__Assignment__. Every record needs to be set down again without a single difference.
━━━ Records for this task
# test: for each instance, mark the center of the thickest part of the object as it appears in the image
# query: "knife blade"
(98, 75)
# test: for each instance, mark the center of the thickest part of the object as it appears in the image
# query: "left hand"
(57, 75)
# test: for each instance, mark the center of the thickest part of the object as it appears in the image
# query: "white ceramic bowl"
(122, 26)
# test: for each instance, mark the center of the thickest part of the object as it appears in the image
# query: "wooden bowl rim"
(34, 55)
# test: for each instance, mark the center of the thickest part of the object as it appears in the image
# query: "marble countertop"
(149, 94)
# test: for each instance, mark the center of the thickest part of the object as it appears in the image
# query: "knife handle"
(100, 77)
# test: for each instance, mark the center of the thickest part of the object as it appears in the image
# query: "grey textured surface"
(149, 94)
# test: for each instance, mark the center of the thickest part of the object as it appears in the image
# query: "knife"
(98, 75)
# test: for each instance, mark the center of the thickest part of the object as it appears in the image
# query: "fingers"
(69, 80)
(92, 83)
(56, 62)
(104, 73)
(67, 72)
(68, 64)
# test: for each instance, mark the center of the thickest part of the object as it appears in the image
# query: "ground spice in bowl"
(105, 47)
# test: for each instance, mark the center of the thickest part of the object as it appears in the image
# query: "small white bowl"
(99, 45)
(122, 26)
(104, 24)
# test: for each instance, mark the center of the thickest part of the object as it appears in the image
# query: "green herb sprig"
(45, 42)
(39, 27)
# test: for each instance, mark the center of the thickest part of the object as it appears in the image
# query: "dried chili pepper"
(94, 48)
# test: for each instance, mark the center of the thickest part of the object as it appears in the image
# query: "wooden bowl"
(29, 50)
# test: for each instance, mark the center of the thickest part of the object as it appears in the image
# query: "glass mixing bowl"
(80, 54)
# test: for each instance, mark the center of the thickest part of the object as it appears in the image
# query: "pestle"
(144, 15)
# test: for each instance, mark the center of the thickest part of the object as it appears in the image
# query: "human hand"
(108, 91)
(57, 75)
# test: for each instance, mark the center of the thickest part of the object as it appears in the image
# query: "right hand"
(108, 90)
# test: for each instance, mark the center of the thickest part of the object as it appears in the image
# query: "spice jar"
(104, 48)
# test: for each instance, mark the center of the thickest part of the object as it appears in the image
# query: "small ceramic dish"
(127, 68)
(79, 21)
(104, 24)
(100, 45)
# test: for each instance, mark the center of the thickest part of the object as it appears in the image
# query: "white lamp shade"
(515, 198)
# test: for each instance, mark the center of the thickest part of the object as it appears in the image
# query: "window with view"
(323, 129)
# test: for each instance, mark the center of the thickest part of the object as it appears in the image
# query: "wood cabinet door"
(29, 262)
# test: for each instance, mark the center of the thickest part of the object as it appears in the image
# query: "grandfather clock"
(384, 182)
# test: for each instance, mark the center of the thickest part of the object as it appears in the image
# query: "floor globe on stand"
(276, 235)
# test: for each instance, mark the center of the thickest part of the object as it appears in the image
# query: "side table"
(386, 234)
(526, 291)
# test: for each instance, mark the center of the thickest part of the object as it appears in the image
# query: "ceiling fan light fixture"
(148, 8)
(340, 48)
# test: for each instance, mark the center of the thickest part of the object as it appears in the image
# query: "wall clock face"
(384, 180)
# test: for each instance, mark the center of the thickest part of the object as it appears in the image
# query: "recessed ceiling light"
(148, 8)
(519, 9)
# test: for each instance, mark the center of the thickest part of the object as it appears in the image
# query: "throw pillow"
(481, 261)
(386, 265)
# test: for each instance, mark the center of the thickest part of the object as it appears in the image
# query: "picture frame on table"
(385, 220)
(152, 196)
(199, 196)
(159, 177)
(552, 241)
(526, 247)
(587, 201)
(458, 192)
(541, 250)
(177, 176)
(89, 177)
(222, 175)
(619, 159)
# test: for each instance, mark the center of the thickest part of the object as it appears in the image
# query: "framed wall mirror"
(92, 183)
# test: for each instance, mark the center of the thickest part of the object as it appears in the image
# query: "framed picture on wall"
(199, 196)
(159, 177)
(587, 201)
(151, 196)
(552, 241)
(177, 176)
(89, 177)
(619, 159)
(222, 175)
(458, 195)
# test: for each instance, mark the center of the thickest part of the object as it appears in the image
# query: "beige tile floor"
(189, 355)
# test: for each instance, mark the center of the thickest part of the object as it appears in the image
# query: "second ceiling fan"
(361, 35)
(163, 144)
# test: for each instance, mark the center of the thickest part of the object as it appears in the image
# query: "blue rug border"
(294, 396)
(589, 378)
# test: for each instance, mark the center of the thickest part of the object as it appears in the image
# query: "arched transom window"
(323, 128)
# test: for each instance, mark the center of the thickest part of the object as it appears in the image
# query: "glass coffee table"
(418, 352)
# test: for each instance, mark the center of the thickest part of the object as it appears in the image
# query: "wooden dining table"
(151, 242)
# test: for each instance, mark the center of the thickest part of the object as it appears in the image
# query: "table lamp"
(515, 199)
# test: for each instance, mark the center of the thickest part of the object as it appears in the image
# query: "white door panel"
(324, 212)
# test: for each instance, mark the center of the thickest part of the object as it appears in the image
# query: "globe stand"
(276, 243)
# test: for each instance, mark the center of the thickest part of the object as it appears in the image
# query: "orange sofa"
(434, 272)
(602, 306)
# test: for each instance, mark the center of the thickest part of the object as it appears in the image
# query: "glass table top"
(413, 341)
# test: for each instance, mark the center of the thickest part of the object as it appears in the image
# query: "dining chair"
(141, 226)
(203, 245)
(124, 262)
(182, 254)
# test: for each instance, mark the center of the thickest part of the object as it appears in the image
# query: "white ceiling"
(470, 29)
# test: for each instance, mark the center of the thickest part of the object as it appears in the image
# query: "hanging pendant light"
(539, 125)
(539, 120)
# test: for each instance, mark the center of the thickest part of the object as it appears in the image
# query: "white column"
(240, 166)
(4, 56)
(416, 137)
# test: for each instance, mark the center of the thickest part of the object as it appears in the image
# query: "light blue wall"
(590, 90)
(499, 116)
━━━━━━
__Exercise response__.
# test: for each instance, mark the center of the thickest part of the object as it appears in the image
# query: "knife blade"
(98, 75)
# test: for each instance, mark the center of the thickest part of the object as it appears in the image
# query: "left hand"
(57, 75)
# test: for each instance, mark the center of the thickest part of the object as it appears in the image
# query: "white ceramic bowl"
(122, 26)
# test: for each instance, mark the center of the thickest part of the object as it appears in the image
# query: "wooden bowl rim"
(34, 55)
# test: for each instance, mark the center of the thickest part of the object as it appears in the image
# query: "marble countertop"
(149, 94)
# test: for each instance, mark the center of the thickest part of the object as it appears in the image
# query: "knife handle"
(100, 77)
# test: for each instance, mark the center of the thickest part of the object as it appears in the image
# query: "grey textured surface"
(149, 94)
# test: for each instance, mark the center of the thickest part of the object as it appears in the image
# query: "knife"
(98, 75)
# test: for each instance, mark the center of the thickest part of the object as it appears in the image
# query: "fingers"
(69, 80)
(92, 83)
(56, 62)
(104, 73)
(67, 72)
(68, 64)
# test: for each instance, mark the center of the thickest part of the object as it appears in the image
# query: "ground spice in bowl"
(105, 47)
# test: for each instance, mark the center of the thickest part of the object as it appears in the image
# query: "small white bowl"
(99, 45)
(122, 26)
(104, 24)
# test: for each instance, mark the center of the thickest part of the object as it appears in the image
# query: "green herb sprig"
(45, 42)
(39, 27)
# test: for each instance, mark the center of the thickest part of the object as it appears in the image
# query: "dried chili pepper"
(94, 48)
# test: for each instance, mark the center of the thickest part of the object as it appears in the image
# query: "wooden bowl"
(29, 50)
# test: for each instance, mark the center of the thickest part of the object as it appears in the image
# query: "glass mixing bowl"
(80, 54)
# test: for each instance, mark the center of the thickest part of the object as it appears in the image
# query: "pestle"
(144, 15)
# test: for each instance, mark the center of the thickest part of the object as it appears in the image
# query: "human hand"
(108, 91)
(57, 75)
# test: for each instance, mark the center of the thickest part of the object as it appears in the image
# query: "right hand"
(108, 90)
# test: for each instance, mark the center of the thickest part of the object as it appears in the image
# query: "spice jar"
(104, 48)
# test: for each instance, mark the center of the thickest part of the object as it appears in the image
# query: "small ceramic dish"
(127, 68)
(79, 21)
(104, 24)
(100, 45)
# test: for each instance, mark the center of the thickest part of the object as it appears in the image
# query: "white lamp shade"
(515, 198)
# test: for each instance, mark the center of the thickest part of the object as it appears in the image
# query: "window with view"
(323, 129)
# test: for each instance, mark the center of the thickest part of the object as it appears in the image
# query: "wood cabinet door"
(29, 262)
# test: for each instance, mark the center of the thickest part of the object as it appears in the image
# query: "grandfather clock"
(384, 182)
# test: for each instance, mark the center of the thickest part of the object as it appears in the image
# query: "floor globe on stand"
(276, 235)
# test: for each instance, mark the center of the thickest part of the object as it appears in the image
# query: "side table"
(386, 234)
(526, 291)
# test: for each instance, mark the center of the thickest part of the object as it appears in the image
# query: "ceiling fan light fixture"
(148, 8)
(340, 48)
# test: for each instance, mark the center of the thickest part of the object as it appears in the image
# query: "wall clock face"
(384, 180)
# test: for each instance, mark the center of the thickest part of the object as it appears in the image
# query: "recessed ceiling light"
(148, 8)
(519, 9)
# test: for each instance, mark the center of the thickest part of the object as it appears in the image
# query: "throw pillow"
(481, 261)
(386, 265)
# test: for each instance, mark the center of the thickest part of the object as it appears in the image
# query: "picture frame on table"
(385, 220)
(152, 196)
(199, 196)
(159, 177)
(552, 241)
(526, 247)
(587, 201)
(458, 192)
(541, 250)
(177, 176)
(89, 177)
(222, 175)
(619, 159)
# test: for each instance, mark the center of the thickest part of the object as it appears in the image
# query: "framed wall mirror"
(92, 183)
# test: for each instance, mark the center of the thickest part of the object as it appears in the image
# query: "framed picture on wall"
(199, 196)
(159, 177)
(587, 201)
(151, 196)
(552, 241)
(177, 176)
(89, 177)
(619, 159)
(222, 175)
(458, 195)
# test: for each instance, mark the center of the thickest part of the object as it appears in the image
# query: "beige tile floor"
(189, 355)
# test: for each instance, mark the center of the thickest part of the object as it appears in the image
# query: "second ceiling fan"
(361, 35)
(163, 144)
# test: for each instance, mark the center of the thickest part of the object as it appears in the image
# query: "blue rug border"
(294, 396)
(589, 378)
# test: for each instance, mark the center of the thickest part of the object as it appears in the image
# query: "arched transom window"
(323, 128)
# test: for each instance, mark the center of the thickest part of the object as it appears in the image
# query: "glass coffee table"
(418, 352)
# test: for each instance, mark the center of the thickest part of the object as it appears in the image
# query: "wooden dining table"
(151, 242)
# test: for each instance, mark the center of the thickest part of the object as it appears in the image
# query: "table lamp"
(515, 199)
# test: for each instance, mark the center of the thickest part of the object as it appears in the image
# query: "white door panel"
(324, 212)
# test: for each instance, mark the center of the thickest part of the object as it appears in the image
# query: "globe stand"
(276, 243)
# test: for each instance, mark the center of the thickest part of the object as it appears in the image
# query: "orange sofa"
(434, 272)
(602, 306)
# test: for each instance, mark the center of the thickest part of the object as it appears in the image
# query: "glass table top"
(413, 341)
# test: for each instance, mark the center of the thickest part of the object as it appears in the image
# query: "dining chair"
(141, 226)
(203, 245)
(124, 262)
(182, 254)
# test: for each instance, mark the center of the thickest part of the object as it appears in the image
# query: "white ceiling"
(470, 29)
# test: for each instance, mark the center of the thickest part of the object as it appears in the image
# query: "hanging pendant light"
(539, 125)
(539, 120)
# test: for each instance, mark the center of the thickest part of the object as it appears in the image
# query: "white column"
(240, 166)
(4, 56)
(416, 137)
# test: for each instance, mark the center of the thickest part of the object as it appears in the image
# query: "light blue wall"
(590, 90)
(499, 116)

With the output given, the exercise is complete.